** DATA PROVIDED follows **

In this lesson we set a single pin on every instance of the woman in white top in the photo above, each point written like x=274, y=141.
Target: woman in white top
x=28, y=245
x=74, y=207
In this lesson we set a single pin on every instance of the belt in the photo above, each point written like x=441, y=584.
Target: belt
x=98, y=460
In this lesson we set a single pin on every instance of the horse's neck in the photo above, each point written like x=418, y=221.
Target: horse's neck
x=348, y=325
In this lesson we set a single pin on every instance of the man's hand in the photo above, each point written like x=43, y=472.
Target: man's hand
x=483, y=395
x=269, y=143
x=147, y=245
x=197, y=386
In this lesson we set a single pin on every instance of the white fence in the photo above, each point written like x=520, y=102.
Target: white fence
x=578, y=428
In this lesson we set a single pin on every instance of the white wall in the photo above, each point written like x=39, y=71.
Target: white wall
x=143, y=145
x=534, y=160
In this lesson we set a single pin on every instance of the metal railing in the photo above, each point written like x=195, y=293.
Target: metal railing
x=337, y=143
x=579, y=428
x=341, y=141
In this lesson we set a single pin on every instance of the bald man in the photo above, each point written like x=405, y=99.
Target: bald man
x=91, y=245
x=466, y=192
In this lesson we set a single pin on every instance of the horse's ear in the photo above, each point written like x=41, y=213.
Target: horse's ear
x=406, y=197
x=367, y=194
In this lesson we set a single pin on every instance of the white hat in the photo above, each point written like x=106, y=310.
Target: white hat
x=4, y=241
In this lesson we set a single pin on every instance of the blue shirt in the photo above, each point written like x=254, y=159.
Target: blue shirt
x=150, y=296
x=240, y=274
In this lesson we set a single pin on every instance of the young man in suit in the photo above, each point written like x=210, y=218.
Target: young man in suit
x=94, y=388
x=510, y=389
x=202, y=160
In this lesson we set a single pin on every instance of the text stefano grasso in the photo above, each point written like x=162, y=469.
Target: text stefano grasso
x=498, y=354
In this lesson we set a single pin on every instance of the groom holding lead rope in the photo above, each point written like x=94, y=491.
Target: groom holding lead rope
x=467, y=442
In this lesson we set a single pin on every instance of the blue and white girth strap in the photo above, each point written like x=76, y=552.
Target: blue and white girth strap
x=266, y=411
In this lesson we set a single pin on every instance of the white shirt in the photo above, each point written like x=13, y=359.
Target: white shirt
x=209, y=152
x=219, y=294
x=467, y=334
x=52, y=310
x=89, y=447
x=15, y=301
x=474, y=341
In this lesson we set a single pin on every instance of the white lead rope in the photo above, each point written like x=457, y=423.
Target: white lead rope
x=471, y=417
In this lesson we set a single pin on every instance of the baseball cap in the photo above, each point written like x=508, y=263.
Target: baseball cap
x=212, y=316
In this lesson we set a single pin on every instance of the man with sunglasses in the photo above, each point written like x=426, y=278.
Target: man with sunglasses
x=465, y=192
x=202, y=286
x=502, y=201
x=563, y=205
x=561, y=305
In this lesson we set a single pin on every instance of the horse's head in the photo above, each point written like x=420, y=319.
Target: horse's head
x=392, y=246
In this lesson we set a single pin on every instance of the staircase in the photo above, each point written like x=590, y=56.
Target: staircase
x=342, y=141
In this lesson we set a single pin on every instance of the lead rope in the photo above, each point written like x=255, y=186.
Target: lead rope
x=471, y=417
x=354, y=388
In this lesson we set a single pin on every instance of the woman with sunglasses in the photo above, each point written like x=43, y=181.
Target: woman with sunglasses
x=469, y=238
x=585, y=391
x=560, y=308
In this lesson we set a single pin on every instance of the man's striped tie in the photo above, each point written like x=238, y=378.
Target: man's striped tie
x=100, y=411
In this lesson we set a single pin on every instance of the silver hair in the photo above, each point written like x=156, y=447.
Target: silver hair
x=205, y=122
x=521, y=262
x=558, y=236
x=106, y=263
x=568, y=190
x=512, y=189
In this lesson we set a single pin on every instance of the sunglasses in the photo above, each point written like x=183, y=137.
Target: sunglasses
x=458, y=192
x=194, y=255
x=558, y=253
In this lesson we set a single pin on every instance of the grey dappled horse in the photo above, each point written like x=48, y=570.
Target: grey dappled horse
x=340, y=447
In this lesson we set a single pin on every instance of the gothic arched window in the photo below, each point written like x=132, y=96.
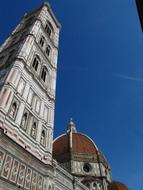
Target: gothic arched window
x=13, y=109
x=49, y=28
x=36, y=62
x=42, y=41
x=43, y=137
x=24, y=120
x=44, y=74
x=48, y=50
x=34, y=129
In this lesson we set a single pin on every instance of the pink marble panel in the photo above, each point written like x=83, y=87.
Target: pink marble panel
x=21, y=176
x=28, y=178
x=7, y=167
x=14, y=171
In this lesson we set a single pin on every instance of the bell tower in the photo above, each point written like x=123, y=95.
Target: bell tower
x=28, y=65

** End of DATA PROVIDED **
** DATA PROVIDED follows **

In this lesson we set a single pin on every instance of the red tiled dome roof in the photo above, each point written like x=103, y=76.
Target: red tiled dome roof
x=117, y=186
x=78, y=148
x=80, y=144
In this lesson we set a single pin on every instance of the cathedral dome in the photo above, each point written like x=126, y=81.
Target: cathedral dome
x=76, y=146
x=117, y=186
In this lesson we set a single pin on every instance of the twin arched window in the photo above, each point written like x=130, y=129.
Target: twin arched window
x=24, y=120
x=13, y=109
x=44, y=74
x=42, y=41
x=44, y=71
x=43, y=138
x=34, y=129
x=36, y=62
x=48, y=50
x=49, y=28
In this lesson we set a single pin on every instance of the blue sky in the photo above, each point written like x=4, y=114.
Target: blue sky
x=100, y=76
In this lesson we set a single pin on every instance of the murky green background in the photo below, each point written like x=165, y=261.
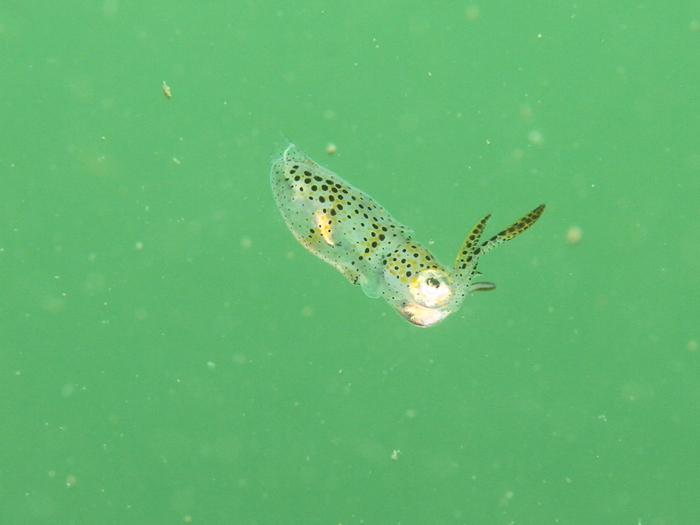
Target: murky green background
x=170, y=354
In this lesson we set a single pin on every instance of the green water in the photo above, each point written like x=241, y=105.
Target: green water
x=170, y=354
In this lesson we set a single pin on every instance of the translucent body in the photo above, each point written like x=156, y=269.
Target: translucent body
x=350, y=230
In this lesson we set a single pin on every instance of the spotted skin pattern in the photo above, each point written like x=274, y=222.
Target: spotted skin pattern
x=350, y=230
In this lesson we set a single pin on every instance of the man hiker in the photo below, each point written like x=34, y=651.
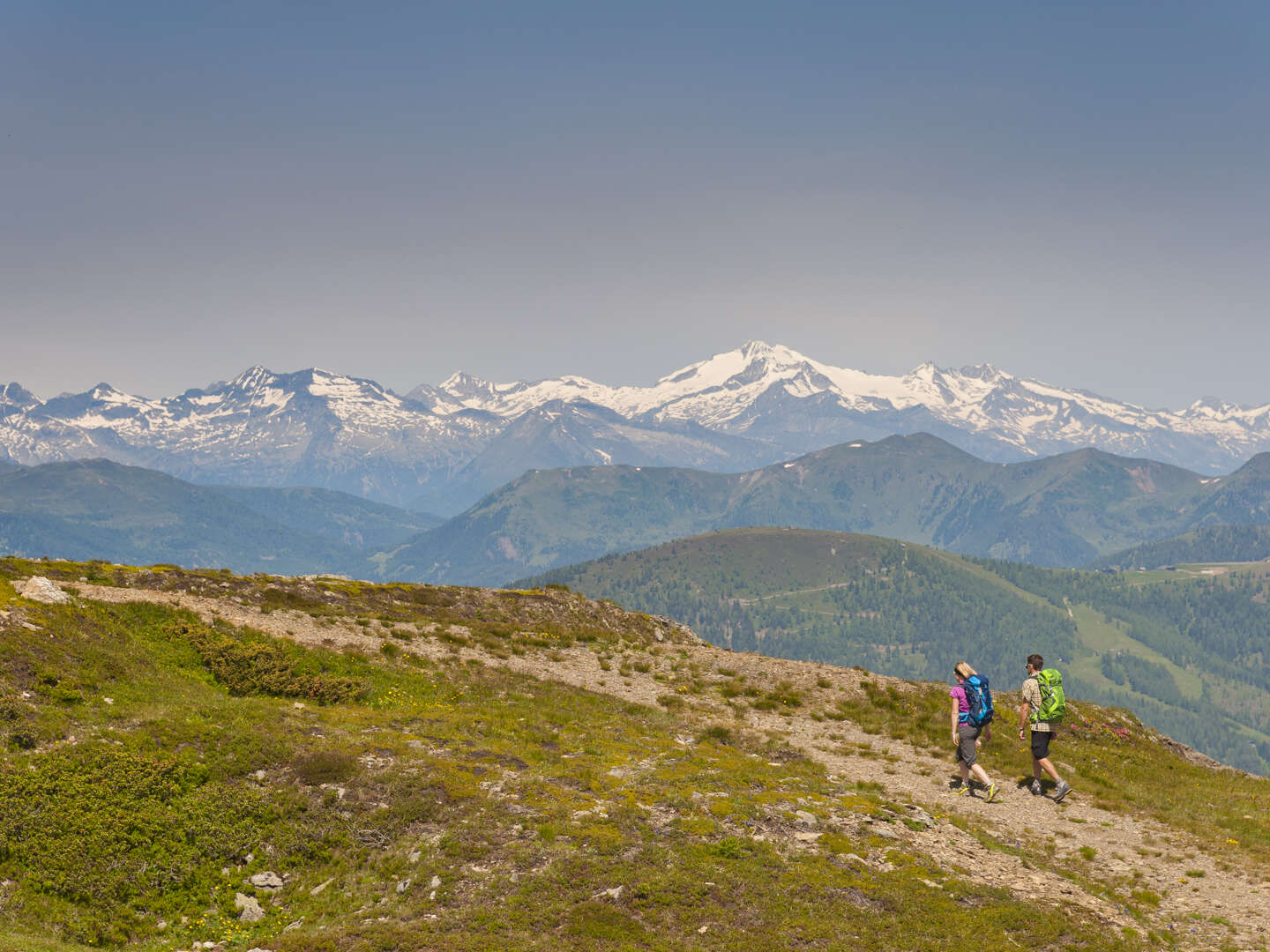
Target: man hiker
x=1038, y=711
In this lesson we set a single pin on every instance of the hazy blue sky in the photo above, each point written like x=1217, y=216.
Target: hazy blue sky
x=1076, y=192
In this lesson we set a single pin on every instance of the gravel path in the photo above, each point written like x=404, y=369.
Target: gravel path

** End of DATA PROVIDED **

▸ PROBLEM DESCRIPTION:
Gather each line of the records holding the string "below".

▸ EXERCISE OUTPUT:
In this lesson we set a single pin on every instance of the gothic arched window in the photo below, each point written like x=132, y=96.
In this lesson we set a single pin on every instance of the murky green background in the photo below, each point written like x=165, y=261.
In this lesson we set a single pin on every instance of the man hiker in the photo below, each point written like x=34, y=651.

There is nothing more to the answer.